Top of Source material
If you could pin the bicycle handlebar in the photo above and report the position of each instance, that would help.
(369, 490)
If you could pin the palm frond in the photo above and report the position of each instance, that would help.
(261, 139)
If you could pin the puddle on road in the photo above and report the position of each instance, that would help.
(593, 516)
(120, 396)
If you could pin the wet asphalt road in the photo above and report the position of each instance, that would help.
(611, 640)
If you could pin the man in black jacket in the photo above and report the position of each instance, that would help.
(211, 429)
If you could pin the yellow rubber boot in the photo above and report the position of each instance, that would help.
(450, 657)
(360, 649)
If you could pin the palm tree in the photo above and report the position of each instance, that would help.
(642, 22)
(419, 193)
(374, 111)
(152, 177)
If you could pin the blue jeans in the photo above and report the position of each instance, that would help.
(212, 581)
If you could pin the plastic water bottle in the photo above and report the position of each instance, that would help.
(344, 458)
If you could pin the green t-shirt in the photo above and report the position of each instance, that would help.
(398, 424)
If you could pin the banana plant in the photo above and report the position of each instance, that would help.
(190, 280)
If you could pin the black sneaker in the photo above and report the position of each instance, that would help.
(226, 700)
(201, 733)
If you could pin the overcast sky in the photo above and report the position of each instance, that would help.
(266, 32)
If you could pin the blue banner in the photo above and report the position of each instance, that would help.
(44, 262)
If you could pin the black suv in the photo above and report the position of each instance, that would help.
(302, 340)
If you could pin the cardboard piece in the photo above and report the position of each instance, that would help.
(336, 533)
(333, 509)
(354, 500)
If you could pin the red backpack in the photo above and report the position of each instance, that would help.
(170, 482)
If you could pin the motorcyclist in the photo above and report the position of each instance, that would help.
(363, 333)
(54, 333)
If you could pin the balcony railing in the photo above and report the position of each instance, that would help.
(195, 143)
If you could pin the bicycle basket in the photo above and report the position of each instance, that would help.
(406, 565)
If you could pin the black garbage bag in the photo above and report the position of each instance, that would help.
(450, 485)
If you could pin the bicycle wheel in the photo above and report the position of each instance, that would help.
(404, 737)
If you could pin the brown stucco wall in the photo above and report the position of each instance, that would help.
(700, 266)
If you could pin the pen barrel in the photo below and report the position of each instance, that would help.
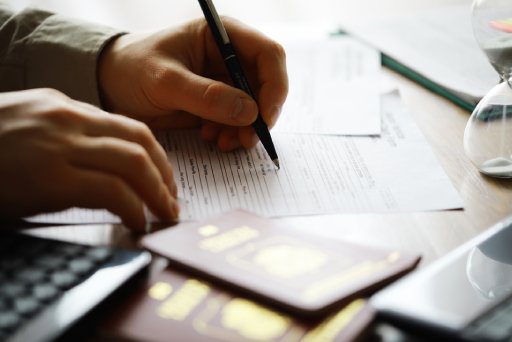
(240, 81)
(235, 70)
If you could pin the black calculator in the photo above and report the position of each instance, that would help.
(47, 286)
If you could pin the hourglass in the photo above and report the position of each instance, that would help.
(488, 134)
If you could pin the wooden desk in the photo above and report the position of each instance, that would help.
Bottom of Source material
Top of Source material
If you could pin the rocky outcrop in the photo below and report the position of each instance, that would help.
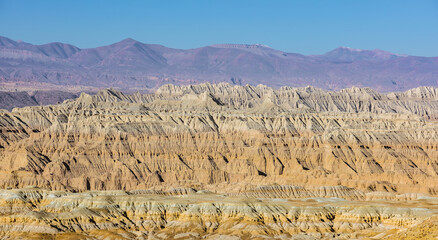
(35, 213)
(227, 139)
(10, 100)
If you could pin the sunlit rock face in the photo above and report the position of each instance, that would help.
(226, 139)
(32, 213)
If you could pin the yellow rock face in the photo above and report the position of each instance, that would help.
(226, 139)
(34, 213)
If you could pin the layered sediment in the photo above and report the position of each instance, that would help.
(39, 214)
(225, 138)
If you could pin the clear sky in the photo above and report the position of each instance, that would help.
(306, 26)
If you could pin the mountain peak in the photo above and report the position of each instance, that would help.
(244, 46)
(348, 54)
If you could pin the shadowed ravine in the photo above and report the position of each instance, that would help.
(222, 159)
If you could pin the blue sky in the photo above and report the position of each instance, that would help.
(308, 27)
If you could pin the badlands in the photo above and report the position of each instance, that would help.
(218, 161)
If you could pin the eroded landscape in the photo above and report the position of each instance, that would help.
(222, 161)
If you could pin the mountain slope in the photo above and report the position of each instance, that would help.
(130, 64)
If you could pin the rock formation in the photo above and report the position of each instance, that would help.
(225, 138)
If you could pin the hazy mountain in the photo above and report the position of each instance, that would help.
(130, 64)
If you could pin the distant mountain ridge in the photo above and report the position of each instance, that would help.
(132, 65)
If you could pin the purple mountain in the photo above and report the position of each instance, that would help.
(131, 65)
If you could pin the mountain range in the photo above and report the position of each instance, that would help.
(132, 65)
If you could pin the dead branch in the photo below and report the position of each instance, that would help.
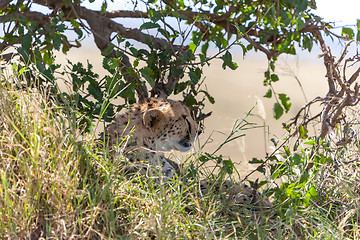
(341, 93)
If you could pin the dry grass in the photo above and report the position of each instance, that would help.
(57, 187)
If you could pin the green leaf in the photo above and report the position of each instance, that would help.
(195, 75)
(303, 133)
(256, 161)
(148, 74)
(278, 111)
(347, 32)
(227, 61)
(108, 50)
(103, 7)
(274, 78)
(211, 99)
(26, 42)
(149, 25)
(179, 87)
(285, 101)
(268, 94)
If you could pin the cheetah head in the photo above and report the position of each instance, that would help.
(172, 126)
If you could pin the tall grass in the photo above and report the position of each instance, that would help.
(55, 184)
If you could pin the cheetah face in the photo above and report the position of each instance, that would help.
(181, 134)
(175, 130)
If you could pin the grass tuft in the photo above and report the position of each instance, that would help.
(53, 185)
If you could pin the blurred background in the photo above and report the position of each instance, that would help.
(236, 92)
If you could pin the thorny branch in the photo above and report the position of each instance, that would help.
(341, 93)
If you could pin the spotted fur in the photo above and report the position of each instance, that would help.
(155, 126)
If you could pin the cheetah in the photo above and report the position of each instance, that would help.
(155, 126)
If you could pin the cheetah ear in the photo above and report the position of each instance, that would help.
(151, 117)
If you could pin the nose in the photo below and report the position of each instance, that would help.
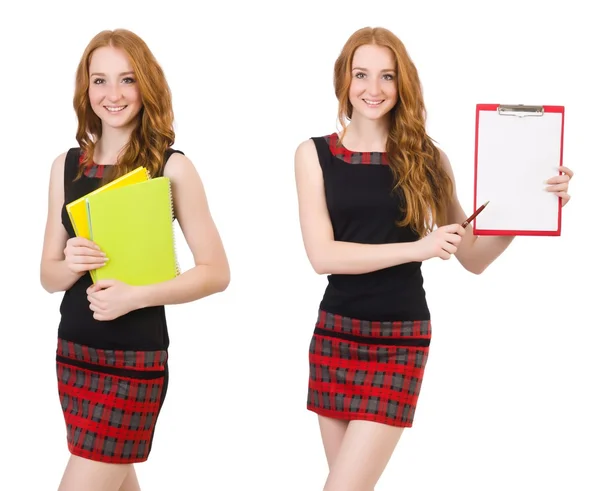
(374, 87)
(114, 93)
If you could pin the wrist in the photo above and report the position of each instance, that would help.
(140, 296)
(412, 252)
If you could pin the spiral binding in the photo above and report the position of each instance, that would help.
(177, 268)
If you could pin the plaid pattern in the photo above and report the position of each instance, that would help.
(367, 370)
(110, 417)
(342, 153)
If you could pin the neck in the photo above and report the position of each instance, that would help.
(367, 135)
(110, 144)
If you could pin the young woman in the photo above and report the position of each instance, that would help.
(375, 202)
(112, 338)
Bottom of Source material
Top of Source material
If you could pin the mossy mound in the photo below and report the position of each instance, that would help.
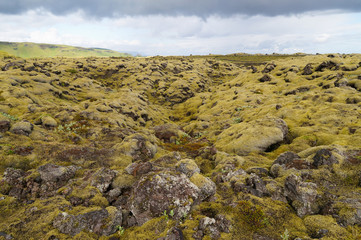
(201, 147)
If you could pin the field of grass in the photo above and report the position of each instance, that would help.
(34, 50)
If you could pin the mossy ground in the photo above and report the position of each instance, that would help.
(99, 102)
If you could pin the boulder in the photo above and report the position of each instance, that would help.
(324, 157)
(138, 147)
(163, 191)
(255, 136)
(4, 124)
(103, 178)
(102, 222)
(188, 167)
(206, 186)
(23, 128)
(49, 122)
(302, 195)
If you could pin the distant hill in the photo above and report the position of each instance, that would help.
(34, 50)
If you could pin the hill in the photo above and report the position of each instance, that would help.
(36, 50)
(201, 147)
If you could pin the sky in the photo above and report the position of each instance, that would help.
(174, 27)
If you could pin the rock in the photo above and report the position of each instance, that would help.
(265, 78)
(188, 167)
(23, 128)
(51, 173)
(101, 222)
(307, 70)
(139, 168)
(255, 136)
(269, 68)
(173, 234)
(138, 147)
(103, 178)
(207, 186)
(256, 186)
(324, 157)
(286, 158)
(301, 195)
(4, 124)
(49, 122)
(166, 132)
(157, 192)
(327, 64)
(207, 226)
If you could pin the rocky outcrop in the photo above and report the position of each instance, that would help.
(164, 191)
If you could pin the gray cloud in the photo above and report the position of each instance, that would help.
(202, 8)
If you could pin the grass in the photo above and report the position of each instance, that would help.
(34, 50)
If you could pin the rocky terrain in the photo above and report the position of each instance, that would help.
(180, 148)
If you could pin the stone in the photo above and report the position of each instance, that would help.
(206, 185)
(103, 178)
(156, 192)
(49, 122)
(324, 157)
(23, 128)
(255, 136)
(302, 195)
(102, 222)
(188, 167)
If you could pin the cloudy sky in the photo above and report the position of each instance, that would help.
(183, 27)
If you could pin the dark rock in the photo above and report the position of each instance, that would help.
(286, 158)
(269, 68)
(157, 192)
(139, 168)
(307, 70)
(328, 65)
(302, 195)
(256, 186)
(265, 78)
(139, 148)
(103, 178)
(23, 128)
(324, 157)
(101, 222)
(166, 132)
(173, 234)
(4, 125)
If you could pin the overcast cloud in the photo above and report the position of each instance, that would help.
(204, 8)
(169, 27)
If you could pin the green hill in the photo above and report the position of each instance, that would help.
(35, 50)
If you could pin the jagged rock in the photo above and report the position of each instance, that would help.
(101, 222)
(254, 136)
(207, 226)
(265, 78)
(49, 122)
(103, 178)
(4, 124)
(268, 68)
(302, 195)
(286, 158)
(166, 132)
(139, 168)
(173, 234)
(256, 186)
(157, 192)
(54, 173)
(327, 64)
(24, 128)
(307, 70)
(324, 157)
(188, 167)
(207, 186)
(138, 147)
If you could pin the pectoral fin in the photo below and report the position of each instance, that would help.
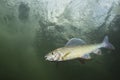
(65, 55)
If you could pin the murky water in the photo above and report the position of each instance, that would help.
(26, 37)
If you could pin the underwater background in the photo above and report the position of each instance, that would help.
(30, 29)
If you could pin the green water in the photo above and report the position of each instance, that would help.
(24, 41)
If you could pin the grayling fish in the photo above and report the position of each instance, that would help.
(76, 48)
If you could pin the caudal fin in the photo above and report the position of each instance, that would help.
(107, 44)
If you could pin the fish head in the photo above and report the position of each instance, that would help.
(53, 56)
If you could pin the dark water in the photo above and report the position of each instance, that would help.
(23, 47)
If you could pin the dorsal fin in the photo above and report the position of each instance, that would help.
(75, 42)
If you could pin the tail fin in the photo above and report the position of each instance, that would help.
Bottom of Source material
■ What you need to do ■
Keep to the stretch from the line containing "If you could pin the brown" through the line containing "If you could pin the wooden", both ends included, and copy it exactly from the listing above, minus the pictures.

■ Result for this task ■
If you could pin the brown stucco wall in the photo above and report the position of each instance, that would help.
(700, 266)
If you could pin the pen barrel in the photo below and report the position of each instance, that would help.
(240, 81)
(235, 70)
If you could pin the black calculator in the photo above and report the position of each instance, that would help.
(47, 286)
If you could pin the hourglass in the photo above and report the position of each instance, that would help.
(488, 134)
If you could pin the wooden desk in the photo above and report the position of each instance, that would help.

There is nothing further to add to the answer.